TEXTE FOURNI:
Maintenant je crois que le secret m’évoque une clef. J’ai l’impression que s’emparer du secret et se rendre compte des mécanismes du silence qui agissent à plein de niveaux différents, c’est un pas vers l’altérité en fait. On ne sait jamais ce que traversent les gens. Si je me penche à la fenêtre et que je regarde deux femmes marcher dans la rue, je ne sais pas ce qu’elles traversent et elles ne savent pas ce que je traverse non plus.
Me pencher sur les secrets des autres m’a fait réaliser qu’on est tous et toutes des putains de survivants. Le secret m’a donné une grande capacité de résilience et beaucoup d’espoir car je pense que beaucoup de secrets vont être révélés bientôt, que beaucoup ont déjà été dits et que beaucoup existent aussi pour protéger les autres. C’est à la fois une révolution, une douleur et une pudeur. C’est plein de choses à la fois et il y a cet autre aspect politique qui me fait dire que le secret est l’arme des oppresseurs et qu’il faut s’en emparer et crier plus fort qu’eux. Car c’est à ce moment là que toute révolution devient enfin possible.
Comment te sens-tu aujourd’hui ?

OBJECTIFS:
1 - Répondez à ces questions sur le texte consacré au secret :
(a) À quel objet le secret fait-il désormais penser la personne qui s'exprime ?
(b) Qui cette personne imagine-t-elle voir marcher dans la rue en se penchant à la fenêtre ?
(c) De qui le secret est-il l'arme, selon le texte ?
2 - Rédigez la suite du texte sur le secret, en commençant juste après sa dernière phrase.
Les enregistrements n'ont aucun rapport avec le texte fourni.

LIGNES DE DONNÉES:
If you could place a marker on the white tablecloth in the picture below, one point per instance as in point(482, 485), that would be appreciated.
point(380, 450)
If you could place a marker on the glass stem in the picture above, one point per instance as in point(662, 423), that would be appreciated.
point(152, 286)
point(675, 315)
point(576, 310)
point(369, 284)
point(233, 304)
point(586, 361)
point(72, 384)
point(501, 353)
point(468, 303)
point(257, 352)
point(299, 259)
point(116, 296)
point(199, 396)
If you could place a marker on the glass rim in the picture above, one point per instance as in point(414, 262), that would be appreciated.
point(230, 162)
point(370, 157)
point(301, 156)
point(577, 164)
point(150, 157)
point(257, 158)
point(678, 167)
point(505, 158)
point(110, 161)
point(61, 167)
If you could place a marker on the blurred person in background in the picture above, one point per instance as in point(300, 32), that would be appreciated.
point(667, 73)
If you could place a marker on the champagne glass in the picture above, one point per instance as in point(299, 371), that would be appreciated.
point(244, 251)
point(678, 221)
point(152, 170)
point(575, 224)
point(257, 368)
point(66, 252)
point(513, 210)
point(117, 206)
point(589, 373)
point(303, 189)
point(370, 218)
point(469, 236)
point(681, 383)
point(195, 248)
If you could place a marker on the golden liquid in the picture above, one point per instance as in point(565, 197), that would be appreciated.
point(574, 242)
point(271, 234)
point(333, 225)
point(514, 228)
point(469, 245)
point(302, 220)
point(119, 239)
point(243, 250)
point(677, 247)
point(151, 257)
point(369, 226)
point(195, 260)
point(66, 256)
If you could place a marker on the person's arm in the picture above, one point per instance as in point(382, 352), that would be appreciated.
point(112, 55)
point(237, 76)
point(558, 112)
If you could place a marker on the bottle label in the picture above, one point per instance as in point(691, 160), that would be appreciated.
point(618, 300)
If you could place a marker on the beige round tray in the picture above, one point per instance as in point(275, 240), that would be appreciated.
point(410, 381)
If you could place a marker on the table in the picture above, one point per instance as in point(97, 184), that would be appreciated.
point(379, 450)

RÉPONSES PAR CONSIGNE:
1 -
(a) À une clef.
(b) Deux femmes.
(c) Des oppresseurs.

2 -
Maintenant je me sens bien. J’avais très peur cet été car j’ai fait lire le livre à ma famille et je savais que ce serait l’étape la plus difficile. J’entretiens un lien de pudeur énorme avec mes parents, beaucoup plus qu’avec des inconnus étrangement. Ma mère prend beaucoup de place dans le livre, je pense que c’est un livre pour ma mère au final. Mon père, il y avait plein de choses que je ne lui avais jamais dites et qu’il a apprises. Je leur ai envoyé mon texte en précisant qu’ils pouvaient le remodeler à leur guise. Je leur ai laissé un délai d’une semaine pour me répondre avant de mourir de stress (rire). Ca a donné des conversations incroyables avec chacun des membres cités dans ce livre et personne n’a rien voulu changer. Aujourd’hui, je me sens libérée et fière.